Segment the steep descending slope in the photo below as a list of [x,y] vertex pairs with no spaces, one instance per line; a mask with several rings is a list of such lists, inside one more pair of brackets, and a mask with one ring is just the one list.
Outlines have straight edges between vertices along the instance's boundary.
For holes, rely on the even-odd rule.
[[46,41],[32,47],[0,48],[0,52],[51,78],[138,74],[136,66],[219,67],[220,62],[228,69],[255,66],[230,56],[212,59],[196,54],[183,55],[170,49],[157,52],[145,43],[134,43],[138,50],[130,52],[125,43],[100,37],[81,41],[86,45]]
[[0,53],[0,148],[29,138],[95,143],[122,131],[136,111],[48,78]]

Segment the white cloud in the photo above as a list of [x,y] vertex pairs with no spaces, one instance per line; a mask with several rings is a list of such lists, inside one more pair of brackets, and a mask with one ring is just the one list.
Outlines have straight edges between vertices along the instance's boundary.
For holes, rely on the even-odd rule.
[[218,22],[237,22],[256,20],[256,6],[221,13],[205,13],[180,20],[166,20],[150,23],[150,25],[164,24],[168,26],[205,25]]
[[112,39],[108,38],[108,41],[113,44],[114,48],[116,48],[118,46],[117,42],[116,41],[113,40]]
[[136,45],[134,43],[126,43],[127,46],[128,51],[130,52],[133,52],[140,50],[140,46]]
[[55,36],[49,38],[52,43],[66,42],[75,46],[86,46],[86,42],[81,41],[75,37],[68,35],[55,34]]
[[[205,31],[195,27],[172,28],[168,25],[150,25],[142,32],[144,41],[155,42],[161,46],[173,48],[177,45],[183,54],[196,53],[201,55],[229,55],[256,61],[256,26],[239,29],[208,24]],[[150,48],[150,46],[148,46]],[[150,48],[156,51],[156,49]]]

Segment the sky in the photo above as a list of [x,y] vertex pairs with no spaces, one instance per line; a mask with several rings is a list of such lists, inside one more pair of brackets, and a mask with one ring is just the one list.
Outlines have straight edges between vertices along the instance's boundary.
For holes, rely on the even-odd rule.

-------------------------

* Exercise task
Print all of the records above again, word for word and line for line.

* Full solution
Segment the steep descending slope in the photo below as a list of [x,y] vertex pairs with no spaces, one instance per line; a mask with several rings is a list of such lists, inside one more pair of brackets, and a mask with one ring is just the one list.
Outlines have straight edges between vertices along the instance's boundary.
For holes, rely on the even-odd rule.
[[46,41],[32,47],[0,48],[0,52],[51,78],[138,74],[136,66],[219,67],[220,62],[228,69],[255,66],[230,56],[212,59],[196,54],[183,55],[170,49],[157,52],[145,43],[134,43],[138,50],[130,52],[125,43],[100,37],[81,41],[86,45]]
[[0,53],[0,148],[29,138],[95,143],[122,131],[136,111],[48,78]]

Segment the white cloud in the photo above as a list of [x,y] vertex pairs with no spaces, one instance per line; a mask with several rings is a list of such lists, inside one more pair of brackets, and a mask with one ring is just the one list.
Outlines have straight edges between vertices along the instance's boundary.
For holes, rely on the even-odd rule.
[[218,22],[237,22],[256,20],[256,6],[221,13],[205,13],[180,20],[166,20],[150,23],[150,25],[164,24],[168,26],[205,25]]
[[112,39],[108,38],[108,41],[113,44],[114,48],[116,48],[118,46],[117,42],[116,41],[113,40]]
[[136,45],[134,43],[126,43],[127,46],[128,51],[130,52],[133,52],[140,50],[140,46]]
[[55,36],[49,38],[52,43],[66,42],[75,46],[86,46],[86,42],[81,41],[75,37],[68,35],[55,34]]
[[[205,31],[195,27],[172,28],[168,25],[150,25],[142,32],[144,41],[155,42],[161,46],[173,48],[177,45],[183,54],[196,53],[201,55],[229,55],[256,61],[256,26],[239,29],[208,24]],[[150,48],[150,46],[148,46]],[[150,48],[156,51],[156,49]]]

Segment the sky in the photo above as a list of [x,y] vertex pairs with no spaces, one instance per line; a mask with several rings is a list of such lists, inside one more pair of brackets, and a mask with one ring is just the one list.
Outlines have straight edges between vertices along the instance's boundary.
For holes, rely on the even-odd rule.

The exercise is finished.